[Opdracht A]: Welke dieren en plantendelen noemt het fragment over het aanraken van kunst die op of tegen de beelden terechtkomen? Noem ze allemaal.
[Opdracht B]: Kun je uit het fragment over het aanraken van kunst de passage van "Laat onze kunst" tot en met "een museum rondwandelen." letterlijk teruggeven?
┌─ Gekozen fragment
Laat onze kunst je raken, niet andersom
Waarom mogen we de kunstwerken niet aanraken?
Wat zien de sculpturen in het kunstpark er toch verleidelijk uit! Zeker als het zonnetje er mooi op schijnt. Maar de beelden aanraken, mag niet. Waarom we hier zo streng in zijn, legt Veerle Meul, hoofd collecties, uit.
Aanraken is verleidelijk
Natuurlijk begrijpen we dat je bepaalde kunstwerken zou willen aanraken. Fysiek contact maken is menselijk. Het park nodigt je ook uit om je volledig vrij te voelen. Sommige bezoekers vergeten daardoor bijna dat ze in een museum rondwandelen.
Maar als museum is het onze taak om de kunstwerken goed te bewaren voor onze kinderen en kleinkinderen. Daarom moeten we erop toezien dat de beelden niet worden aangeraakt. Dat lijkt soms vreemd. Want de beelden staan buiten, in weer en wind. Vogels doen er hun behoefte op, bladeren of takken waaien er soms tegenaan. Wat kan zo’n vinger dan voor kwaad?
└─
┌─ Vermelde gegevens
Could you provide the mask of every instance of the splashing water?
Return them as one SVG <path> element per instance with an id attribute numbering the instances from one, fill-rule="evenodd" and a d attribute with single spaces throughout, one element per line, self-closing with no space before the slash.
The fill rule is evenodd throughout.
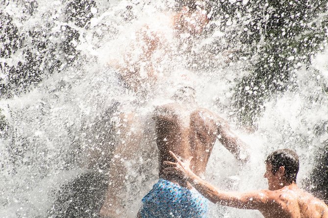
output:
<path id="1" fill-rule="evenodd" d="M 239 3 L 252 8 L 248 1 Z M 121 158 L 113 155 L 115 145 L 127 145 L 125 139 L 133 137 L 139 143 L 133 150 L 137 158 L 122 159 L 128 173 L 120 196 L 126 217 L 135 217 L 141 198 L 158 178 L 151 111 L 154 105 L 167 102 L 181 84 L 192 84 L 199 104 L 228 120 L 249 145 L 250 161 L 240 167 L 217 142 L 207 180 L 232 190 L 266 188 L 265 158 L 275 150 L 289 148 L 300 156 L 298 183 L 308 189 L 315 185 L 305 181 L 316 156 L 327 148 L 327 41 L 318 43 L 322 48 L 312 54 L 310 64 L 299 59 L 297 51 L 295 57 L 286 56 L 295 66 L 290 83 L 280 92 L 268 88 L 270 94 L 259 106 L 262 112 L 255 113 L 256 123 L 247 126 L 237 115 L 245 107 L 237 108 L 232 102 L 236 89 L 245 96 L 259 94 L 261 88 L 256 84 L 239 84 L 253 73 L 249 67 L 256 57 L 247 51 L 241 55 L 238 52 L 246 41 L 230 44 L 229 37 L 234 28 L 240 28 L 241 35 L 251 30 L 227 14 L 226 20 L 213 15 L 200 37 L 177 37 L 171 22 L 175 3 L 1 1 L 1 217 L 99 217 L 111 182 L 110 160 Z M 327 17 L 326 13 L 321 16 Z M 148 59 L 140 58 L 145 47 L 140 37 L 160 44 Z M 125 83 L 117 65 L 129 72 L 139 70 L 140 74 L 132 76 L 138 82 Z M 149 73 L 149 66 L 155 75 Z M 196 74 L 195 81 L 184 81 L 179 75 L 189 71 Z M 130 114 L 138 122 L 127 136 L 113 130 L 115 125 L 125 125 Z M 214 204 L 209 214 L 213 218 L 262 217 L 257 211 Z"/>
└─
┌─ Vermelde gegevens
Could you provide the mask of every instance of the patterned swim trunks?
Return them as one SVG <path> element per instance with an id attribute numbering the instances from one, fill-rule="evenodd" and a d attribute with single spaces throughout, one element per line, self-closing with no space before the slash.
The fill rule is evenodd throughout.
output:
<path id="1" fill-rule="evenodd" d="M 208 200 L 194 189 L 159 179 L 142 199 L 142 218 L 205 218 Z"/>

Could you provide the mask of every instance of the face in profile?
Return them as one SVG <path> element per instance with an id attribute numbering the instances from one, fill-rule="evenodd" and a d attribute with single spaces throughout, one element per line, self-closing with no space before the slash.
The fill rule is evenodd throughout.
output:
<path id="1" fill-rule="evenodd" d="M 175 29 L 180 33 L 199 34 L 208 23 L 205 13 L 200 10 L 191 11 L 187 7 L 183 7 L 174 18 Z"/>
└─
[Juist antwoord A]: Vogels, bladeren en takken.

[Juist antwoord B]:
Laat onze kunst je raken, niet andersom
Waarom mogen we de kunstwerken niet aanraken?
Wat zien de sculpturen in het kunstpark er toch verleidelijk uit! Zeker als het zonnetje er mooi op schijnt. Maar de beelden aanraken, mag niet. Waarom we hier zo streng in zijn, legt Veerle Meul, hoofd collecties, uit.
Aanraken is verleidelijk
Natuurlijk begrijpen we dat je bepaalde kunstwerken zou willen aanraken. Fysiek contact maken is menselijk. Het park nodigt je ook uit om je volledig vrij te voelen. Sommige bezoekers vergeten daardoor bijna dat ze in een museum rondwandelen.